Set exercise A - Express every line of the records that follow the TACA deliver thread as a JSON list of strings, one string per line, with blank lines dropped and the picture left out.
═══ Page ═══
A TACA plugin adding functionality relevant for the ngi_pipeline
MIT License
3 stars 13 forks source link

TACA deliver updates #35

Closed senthil10 closed 6 years ago

senthil10 commented 6 years ago

This PR mainly addresses the following issues

I will explain them in details in new comments (one for each issue) for more readability 😅 Of course can be discussed further along the review

EDIT: They are already tested to some extent and it works as intended 👍

senthil10 commented 6 years ago

ISSUE 1 - GRUS related:

Currently hard staging step only hard stages sample directories, reports have to be copied manually after hard staging. After this PR, it will compile a list of files based on staged directory and ask the user if OK to hard stage them.

Example:

(NGI) Stage/171006.d876f53 [senthilp@irma4]$ taca -c /lupus/ngi/staging/171006.d876f53/conf/TACA/sthlm_taca_fastq_delivery.yml deliver --cluster grus project P7857
This project has been marked as SENSITIVE (option --sensitive). Do you want to proceed with delivery? y
2017-10-26 16:04:05,567 - taca_ngi_pipeline.deliver.deliver_grus - INFO - Proceeding with delivery of P7857 to GRUS with mover. Project marked as SENSITIVE=True

Following data will be delivered, go through list carefully and accept it if right. Cancel the delivery and cleanup before proceeding if there are unintended files

Project stagepath: /lupus/ngi/staging/wildwest//ngi2016003/nobackup/NGI/DELIVERY/P7857
Samples: P7857_201
Miscellaneous: 00-Reports, miscellaneous.lst, ACKNOWLEDGEMENTS.txt, miscellaneous.md5, 01-QC-Results

Proceed with delivery ?

To be able to deliver multiple projects to same GRUS project, really helpful for denovo cases where there are multiple sub-projects but it makes sense to deliver them to same delivery project as they are basically one project. It can also be useful when there are some projects need to be delivered together (for instance couple of projects for same PI)
═══ Record extracts ═══
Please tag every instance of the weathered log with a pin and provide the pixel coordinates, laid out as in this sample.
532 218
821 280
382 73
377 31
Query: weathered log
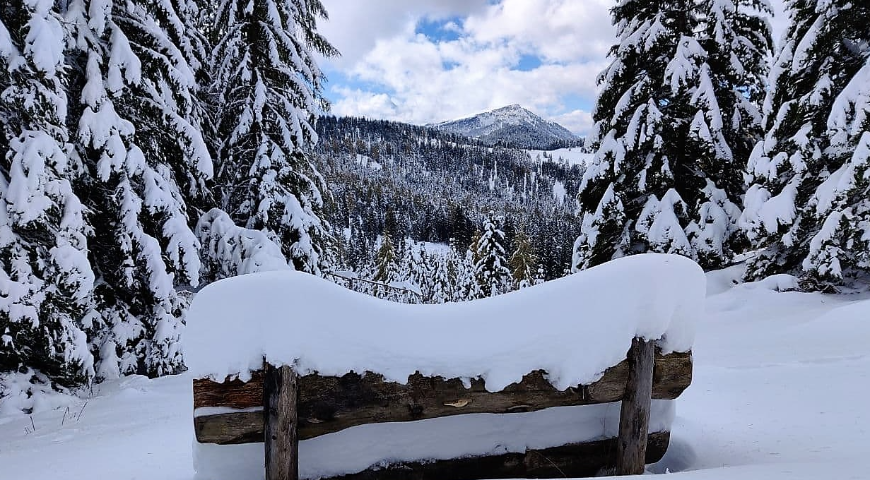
═══
Set exercise B - In the TACA deliver thread, which project is marked as SENSITIVE in the sample delivery?

Worked solution A -
[
  "Please tag every instance of the weathered log with a pin and provide the pixel coordinates, laid out as in this sample.",
  "532 218",
  "821 280",
  "382 73",
  "377 31",
  "Query: weathered log"
]

Worked solution B - P7857